[Referring expression pointing data]
··········
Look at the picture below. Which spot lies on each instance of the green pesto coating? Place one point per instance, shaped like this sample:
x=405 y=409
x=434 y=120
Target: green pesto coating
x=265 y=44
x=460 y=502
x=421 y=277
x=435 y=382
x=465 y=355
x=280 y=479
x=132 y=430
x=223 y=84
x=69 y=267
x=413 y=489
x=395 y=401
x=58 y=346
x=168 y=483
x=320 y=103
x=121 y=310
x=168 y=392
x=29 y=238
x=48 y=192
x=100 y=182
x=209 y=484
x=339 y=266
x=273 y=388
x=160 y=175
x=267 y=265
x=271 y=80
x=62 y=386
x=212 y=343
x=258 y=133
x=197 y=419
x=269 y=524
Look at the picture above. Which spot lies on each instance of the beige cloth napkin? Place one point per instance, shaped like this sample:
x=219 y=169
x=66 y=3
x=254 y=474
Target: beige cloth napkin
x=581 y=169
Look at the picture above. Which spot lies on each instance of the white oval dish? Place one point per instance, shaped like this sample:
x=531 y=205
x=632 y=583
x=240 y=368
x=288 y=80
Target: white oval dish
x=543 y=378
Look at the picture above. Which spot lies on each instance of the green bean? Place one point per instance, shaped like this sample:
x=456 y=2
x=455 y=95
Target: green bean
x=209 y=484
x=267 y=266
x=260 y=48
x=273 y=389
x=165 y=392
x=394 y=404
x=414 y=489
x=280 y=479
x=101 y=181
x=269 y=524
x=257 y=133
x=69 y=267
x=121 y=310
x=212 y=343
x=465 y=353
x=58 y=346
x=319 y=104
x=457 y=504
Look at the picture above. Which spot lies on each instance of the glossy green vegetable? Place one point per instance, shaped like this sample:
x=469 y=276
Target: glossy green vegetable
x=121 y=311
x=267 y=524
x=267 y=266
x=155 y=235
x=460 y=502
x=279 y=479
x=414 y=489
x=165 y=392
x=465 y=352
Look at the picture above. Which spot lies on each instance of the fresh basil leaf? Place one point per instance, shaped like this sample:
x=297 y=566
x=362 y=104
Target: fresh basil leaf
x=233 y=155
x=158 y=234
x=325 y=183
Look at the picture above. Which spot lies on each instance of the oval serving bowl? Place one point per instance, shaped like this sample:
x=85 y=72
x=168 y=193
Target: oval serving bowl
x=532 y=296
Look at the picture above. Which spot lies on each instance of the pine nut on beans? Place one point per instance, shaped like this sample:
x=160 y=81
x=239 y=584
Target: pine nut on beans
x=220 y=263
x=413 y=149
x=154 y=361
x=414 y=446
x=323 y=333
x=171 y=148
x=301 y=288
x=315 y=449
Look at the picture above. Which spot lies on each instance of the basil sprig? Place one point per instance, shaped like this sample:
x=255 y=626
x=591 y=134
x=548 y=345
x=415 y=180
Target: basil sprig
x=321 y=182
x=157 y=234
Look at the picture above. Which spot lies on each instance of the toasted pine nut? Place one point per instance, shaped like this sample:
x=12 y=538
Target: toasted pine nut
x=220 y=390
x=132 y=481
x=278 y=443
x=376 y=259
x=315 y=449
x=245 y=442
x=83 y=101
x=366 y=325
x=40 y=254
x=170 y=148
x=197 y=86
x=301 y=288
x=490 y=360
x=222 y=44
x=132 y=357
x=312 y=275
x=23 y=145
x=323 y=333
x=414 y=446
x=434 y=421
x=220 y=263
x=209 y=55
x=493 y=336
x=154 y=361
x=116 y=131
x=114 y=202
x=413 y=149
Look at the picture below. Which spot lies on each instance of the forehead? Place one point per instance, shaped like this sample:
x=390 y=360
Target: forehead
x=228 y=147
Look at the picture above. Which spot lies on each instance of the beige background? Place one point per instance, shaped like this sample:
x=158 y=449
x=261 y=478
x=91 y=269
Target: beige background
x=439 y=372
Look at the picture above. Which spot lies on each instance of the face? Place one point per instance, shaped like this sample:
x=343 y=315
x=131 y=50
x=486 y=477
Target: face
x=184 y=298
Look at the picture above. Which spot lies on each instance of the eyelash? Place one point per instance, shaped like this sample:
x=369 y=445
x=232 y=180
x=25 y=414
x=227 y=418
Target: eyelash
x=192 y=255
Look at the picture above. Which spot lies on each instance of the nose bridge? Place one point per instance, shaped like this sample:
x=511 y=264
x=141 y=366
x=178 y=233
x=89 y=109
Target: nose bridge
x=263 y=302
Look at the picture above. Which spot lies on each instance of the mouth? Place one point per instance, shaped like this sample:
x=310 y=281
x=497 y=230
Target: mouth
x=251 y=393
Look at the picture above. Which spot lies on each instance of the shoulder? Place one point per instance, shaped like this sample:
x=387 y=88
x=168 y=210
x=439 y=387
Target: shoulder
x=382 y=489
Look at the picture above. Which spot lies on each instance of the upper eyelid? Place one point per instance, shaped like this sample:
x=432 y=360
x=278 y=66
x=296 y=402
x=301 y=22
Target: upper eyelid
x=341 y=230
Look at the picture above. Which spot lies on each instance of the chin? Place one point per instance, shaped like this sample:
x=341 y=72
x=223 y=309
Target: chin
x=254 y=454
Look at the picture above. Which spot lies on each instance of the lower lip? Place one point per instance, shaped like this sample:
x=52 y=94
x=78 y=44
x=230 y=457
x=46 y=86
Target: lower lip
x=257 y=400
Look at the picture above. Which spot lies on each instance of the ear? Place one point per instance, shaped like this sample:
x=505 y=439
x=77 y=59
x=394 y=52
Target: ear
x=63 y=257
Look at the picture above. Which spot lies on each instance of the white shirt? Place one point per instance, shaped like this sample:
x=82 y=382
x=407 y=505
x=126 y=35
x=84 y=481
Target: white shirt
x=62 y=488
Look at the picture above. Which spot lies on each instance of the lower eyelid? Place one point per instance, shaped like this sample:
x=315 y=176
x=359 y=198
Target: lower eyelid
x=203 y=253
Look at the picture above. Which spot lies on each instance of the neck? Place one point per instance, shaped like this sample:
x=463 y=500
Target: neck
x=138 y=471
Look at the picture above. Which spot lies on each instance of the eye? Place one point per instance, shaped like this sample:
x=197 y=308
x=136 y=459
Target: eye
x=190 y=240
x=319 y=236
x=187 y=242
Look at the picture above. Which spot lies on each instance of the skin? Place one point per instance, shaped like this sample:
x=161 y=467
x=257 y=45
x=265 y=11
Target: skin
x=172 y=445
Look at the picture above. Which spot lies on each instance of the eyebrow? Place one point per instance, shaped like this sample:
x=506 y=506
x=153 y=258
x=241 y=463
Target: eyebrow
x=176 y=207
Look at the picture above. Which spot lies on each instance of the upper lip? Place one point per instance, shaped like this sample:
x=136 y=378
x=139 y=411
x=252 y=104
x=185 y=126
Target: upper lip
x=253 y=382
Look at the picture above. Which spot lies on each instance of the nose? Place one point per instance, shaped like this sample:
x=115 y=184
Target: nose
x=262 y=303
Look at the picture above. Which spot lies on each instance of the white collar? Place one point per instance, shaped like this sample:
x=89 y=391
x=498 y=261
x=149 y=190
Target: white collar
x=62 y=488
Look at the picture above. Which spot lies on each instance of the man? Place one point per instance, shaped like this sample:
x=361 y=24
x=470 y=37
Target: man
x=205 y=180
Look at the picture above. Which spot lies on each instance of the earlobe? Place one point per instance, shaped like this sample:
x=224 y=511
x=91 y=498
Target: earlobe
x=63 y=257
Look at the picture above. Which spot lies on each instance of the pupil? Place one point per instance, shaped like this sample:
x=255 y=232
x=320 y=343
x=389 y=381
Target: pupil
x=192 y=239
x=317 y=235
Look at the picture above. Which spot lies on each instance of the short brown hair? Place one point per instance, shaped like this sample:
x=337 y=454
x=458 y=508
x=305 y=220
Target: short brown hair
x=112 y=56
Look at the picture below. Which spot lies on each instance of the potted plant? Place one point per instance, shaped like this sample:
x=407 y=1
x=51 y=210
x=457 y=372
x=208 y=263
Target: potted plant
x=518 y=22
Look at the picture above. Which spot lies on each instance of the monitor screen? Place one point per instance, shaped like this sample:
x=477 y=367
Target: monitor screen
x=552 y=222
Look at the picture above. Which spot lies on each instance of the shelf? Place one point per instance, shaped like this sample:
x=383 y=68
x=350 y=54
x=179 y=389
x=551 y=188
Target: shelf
··········
■ **BRIEF**
The lines holding the word "shelf" are the answer. Find them in the entries and copy them.

■ **ANSWER BOX**
Look at the picture above. Which spot lies on each instance of the shelf? Place one point per instance, shaped like this sample:
Target: shelf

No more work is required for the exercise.